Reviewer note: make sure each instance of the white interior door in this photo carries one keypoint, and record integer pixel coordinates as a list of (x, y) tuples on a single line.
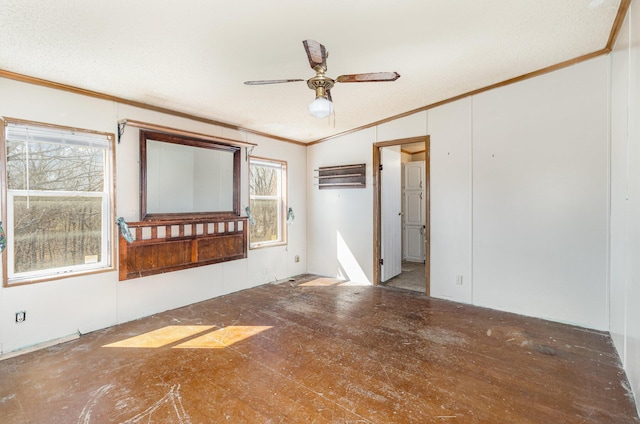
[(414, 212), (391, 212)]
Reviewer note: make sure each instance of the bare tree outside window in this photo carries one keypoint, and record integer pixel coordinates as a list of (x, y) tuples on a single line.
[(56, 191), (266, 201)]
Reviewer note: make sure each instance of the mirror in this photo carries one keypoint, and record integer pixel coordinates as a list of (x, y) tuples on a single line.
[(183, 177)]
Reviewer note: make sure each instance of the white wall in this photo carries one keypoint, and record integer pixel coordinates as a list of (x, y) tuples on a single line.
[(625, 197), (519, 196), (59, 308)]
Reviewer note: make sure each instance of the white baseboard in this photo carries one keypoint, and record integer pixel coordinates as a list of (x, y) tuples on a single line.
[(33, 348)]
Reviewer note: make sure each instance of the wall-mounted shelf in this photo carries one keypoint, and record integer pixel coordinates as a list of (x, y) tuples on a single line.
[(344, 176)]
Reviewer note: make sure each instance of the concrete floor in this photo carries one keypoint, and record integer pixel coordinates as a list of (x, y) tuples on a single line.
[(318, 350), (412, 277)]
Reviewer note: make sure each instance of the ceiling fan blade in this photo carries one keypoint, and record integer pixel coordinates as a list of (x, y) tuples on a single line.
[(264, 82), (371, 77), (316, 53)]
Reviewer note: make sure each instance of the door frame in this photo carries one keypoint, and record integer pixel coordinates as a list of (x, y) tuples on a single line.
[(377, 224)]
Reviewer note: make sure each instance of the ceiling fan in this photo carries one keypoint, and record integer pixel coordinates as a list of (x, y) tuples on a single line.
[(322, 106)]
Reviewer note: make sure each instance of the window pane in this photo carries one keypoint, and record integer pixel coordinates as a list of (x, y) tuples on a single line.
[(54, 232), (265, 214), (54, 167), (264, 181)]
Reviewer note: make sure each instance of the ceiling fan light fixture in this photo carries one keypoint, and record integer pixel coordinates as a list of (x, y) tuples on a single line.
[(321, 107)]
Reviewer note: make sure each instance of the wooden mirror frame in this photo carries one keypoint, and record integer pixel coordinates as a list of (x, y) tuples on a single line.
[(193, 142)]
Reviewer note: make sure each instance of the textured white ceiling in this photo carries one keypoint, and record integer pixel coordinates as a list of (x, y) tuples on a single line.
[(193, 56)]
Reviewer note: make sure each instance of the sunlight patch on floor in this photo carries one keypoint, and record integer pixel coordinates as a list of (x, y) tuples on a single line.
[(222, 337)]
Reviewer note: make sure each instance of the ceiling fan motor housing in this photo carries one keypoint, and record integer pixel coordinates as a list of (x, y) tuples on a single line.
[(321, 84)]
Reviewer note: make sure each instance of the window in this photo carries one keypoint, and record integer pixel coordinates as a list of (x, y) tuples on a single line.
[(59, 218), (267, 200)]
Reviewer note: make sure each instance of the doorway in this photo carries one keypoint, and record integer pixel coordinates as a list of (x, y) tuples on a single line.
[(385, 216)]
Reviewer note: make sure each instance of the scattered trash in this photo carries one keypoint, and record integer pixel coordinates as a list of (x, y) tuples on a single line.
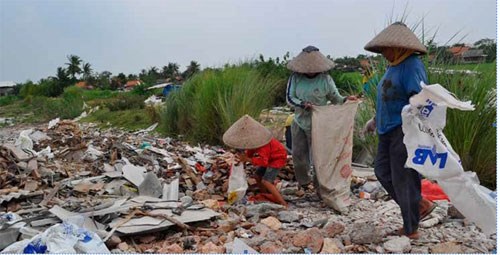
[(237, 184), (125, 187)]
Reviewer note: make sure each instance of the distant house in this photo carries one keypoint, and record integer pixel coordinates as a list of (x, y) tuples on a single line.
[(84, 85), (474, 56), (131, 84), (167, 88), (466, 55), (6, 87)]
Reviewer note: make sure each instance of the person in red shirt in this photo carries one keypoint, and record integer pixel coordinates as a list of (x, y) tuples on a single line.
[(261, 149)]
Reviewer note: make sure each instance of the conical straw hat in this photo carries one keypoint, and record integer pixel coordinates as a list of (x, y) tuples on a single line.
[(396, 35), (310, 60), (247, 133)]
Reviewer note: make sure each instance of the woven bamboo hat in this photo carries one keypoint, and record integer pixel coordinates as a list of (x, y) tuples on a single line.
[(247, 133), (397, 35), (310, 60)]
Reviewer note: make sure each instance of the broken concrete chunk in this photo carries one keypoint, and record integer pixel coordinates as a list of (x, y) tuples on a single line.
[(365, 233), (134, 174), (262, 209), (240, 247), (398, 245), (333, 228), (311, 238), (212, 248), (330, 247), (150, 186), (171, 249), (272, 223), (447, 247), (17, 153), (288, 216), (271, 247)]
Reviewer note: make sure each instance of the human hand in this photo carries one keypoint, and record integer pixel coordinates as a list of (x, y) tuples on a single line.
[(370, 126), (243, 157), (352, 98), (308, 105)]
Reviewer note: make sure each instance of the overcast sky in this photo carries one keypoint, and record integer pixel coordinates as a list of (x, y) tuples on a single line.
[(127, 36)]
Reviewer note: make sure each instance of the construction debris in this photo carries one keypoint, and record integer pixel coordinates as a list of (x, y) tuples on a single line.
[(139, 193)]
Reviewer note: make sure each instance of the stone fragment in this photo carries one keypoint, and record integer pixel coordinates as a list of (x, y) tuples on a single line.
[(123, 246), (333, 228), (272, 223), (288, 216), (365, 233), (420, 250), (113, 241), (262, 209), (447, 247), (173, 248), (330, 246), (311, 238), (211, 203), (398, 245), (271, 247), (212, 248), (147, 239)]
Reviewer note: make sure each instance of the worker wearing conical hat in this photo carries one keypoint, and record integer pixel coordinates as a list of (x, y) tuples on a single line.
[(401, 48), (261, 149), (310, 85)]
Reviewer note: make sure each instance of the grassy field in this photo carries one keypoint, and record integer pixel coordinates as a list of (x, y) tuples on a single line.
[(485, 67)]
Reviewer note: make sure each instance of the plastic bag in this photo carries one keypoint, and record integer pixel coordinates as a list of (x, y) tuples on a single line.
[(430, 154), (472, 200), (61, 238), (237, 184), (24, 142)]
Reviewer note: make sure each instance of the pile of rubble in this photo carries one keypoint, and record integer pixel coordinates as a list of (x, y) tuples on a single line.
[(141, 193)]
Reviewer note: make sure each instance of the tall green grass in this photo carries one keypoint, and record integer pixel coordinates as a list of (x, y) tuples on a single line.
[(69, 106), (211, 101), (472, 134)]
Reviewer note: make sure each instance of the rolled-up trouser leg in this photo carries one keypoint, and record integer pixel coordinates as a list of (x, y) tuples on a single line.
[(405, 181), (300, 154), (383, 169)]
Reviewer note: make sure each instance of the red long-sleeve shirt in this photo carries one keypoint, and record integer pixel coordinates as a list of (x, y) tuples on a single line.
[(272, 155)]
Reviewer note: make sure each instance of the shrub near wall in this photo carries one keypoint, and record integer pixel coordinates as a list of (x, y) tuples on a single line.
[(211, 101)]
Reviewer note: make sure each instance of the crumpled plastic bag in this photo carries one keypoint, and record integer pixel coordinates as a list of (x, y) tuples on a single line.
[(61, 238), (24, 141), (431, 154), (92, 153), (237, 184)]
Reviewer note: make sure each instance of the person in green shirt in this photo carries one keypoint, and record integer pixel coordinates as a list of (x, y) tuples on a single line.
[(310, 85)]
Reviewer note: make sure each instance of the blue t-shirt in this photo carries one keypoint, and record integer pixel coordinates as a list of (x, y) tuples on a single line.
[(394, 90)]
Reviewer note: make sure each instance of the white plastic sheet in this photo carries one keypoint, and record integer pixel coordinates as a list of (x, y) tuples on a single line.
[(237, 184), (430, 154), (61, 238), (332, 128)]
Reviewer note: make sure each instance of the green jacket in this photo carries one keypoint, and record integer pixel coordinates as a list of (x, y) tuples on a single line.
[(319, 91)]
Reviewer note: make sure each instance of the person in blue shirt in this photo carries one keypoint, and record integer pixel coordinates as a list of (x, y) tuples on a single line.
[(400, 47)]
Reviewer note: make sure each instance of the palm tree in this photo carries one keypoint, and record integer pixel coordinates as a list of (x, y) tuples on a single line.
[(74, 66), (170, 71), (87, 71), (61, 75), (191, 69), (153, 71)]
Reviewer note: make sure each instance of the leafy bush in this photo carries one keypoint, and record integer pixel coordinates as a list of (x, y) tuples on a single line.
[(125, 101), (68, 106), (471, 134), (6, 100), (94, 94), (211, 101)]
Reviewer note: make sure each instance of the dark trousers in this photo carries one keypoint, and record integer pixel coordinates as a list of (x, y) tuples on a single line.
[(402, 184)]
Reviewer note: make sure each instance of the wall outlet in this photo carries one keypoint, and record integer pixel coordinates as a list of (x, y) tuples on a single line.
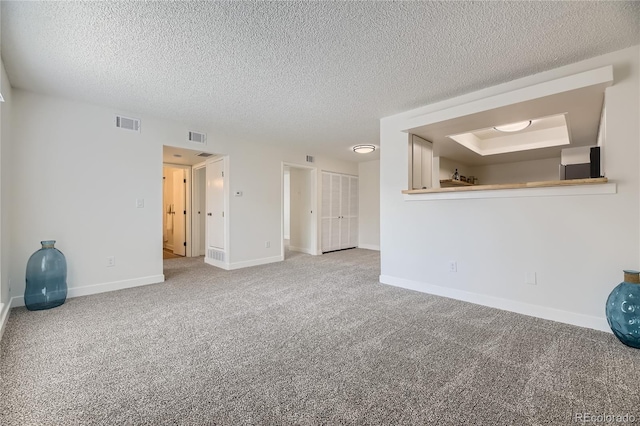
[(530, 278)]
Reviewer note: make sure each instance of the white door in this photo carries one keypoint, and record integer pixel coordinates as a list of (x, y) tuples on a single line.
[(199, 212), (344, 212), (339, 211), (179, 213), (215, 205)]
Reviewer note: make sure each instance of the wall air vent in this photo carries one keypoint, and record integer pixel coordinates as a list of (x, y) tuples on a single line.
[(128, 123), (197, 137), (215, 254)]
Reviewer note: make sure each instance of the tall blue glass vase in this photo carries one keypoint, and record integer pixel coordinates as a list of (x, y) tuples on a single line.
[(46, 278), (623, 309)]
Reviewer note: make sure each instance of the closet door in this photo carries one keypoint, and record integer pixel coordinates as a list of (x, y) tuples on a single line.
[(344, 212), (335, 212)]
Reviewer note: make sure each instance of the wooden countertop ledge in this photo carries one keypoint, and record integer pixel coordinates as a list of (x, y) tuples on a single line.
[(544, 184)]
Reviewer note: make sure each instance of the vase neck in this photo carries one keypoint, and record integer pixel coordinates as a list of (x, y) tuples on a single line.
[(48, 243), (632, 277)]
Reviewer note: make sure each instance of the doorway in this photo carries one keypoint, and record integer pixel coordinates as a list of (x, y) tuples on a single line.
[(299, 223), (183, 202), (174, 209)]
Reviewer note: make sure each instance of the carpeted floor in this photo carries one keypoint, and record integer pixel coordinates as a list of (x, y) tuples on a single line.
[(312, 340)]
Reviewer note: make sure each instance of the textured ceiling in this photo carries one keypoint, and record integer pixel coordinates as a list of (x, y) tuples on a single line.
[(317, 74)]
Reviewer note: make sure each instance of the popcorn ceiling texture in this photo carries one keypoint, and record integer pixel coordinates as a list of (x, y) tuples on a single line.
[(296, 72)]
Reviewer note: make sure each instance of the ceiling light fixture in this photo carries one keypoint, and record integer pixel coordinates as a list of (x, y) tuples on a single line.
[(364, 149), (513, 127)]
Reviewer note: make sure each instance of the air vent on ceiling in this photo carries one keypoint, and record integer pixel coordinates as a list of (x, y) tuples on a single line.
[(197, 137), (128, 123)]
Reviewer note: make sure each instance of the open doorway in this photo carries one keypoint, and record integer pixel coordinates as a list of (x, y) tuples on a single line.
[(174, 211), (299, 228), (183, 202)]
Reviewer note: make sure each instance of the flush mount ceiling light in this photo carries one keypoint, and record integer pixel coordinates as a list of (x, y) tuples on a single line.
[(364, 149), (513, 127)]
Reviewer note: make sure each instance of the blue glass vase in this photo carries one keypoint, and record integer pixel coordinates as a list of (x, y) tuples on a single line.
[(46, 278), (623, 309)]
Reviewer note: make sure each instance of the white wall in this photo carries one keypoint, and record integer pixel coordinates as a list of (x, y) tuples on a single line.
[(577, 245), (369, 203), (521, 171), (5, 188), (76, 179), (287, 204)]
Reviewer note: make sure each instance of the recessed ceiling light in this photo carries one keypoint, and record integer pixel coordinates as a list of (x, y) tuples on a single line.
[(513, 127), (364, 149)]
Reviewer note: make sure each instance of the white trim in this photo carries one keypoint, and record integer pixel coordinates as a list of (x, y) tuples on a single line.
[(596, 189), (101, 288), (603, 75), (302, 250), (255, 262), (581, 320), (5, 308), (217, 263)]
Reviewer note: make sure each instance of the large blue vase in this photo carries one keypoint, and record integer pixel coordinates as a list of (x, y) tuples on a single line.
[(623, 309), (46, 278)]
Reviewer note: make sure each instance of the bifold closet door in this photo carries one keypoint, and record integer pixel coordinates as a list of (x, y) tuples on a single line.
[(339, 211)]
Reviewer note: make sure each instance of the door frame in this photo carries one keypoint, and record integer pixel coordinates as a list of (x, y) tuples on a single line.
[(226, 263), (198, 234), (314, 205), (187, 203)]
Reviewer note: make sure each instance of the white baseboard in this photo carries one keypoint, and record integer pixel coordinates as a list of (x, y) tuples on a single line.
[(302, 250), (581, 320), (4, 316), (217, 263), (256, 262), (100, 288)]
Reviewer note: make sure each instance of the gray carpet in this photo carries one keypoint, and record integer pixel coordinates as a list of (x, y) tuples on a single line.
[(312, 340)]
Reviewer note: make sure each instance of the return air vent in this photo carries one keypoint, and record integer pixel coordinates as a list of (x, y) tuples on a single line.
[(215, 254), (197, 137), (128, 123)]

○ ○ ○

--- Task to carry out ---
The line containing "Reviewer note: make sure each instance of the gray" marks the start; retype it and each line after it through the end of the records above, exactly.

--- Reply ---
Reviewer note: make sure each instance of the gray carpet in this photo carries one keypoint, and record integer pixel coordinates as a list of (x, y) tuples on a single line.
[(312, 340)]
Reviewer note: make sure each instance of the return air vent in this photo carries one keypoint, and record integer pixel coordinates as a list of (x, y) tuples on a single line.
[(215, 254), (197, 137), (128, 123)]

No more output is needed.